Extracted records:
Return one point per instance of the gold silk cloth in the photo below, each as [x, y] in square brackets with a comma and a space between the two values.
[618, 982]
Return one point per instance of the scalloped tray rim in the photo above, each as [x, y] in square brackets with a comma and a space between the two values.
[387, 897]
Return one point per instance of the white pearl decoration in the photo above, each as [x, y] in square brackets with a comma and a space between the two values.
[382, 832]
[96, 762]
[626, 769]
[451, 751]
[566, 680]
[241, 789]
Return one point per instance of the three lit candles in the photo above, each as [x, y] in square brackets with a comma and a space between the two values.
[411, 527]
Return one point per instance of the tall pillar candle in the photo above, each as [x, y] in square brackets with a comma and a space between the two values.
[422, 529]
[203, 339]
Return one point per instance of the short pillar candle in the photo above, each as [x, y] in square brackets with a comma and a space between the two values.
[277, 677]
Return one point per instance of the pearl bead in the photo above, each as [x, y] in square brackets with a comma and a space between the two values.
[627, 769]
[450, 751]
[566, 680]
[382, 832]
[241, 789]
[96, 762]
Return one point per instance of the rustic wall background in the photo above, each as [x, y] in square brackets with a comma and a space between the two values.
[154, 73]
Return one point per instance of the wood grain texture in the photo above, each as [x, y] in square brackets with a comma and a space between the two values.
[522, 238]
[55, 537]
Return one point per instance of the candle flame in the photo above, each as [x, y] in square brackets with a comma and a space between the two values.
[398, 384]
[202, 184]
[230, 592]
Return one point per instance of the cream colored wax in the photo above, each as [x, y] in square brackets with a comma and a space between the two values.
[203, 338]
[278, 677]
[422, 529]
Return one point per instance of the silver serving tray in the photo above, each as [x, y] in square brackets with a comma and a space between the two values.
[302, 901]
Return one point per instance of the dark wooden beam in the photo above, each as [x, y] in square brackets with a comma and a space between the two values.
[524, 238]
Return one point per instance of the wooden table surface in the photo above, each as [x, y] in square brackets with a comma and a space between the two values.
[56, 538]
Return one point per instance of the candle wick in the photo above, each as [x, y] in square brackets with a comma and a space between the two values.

> [Task statement] Output all of the material exactly as written.

> [Reply]
Return one point per instance of the gold silk cloth in the photo below, each as [x, y] in square brackets with a comma and a space between the two values.
[618, 982]
Return one point per instance of the scalloped tray rim in the photo above, each as [x, y] in square brackets with a comma and a space between the two values.
[387, 897]
Return one point per instance of the white pearl decoration in the photo above, each as [x, y] in square brackets with a comma and a space between the two values.
[382, 832]
[96, 762]
[626, 769]
[451, 751]
[566, 680]
[241, 789]
Return one point per instance of the three lit candles in the photo above, each as [x, y] in square brackets with a comma and a space between the two values.
[411, 527]
Return one point per instance of the tall pillar candle in the photo above, each as [x, y] in square brackets with a comma and a space between the two values.
[422, 529]
[203, 339]
Return one point per instance of the short pillar candle in the photo above, each as [x, y] in square brackets with a comma and a space between the two values.
[277, 677]
Return one point per instance of the pearl bead in the photo above, each as [x, y] in square brackets with a comma and a space between the two values.
[627, 769]
[450, 751]
[566, 680]
[382, 832]
[241, 789]
[96, 762]
Return one point per instance of the rustic wall background in the photo above, each as [x, y] in square brackets with a comma and a space between the two values.
[154, 73]
Return one point per instance of the wood grain texture in the photo above, each as [x, y] in square brackets with a comma and a space between the two values.
[522, 238]
[55, 537]
Return one point per instance of the candle flame in the photo above, each as [x, y] in square brackets with a comma and a space between the two values.
[398, 384]
[202, 184]
[230, 592]
Return one point per instance of the cream colored wax in the photo above, each as [x, y] in square brackets with a comma and a space between the two values.
[203, 338]
[278, 677]
[422, 529]
Return one point per instance of the silver serving tray in the photo above, each as [x, y] in square brackets with a comma and a space between the two values.
[302, 901]
Return one point per instance of the dark wooden beam in the photo above, each as [x, y] in square brackets with a comma and a space between the two values.
[524, 238]
Return one point per instance of the wooden table surface in the photo above, each as [x, y] in square brackets with a comma and a space between the two values.
[56, 538]
Return one point per instance of the candle wick in the photo above, each as [x, y] in square brackets with a comma and a space between the two values.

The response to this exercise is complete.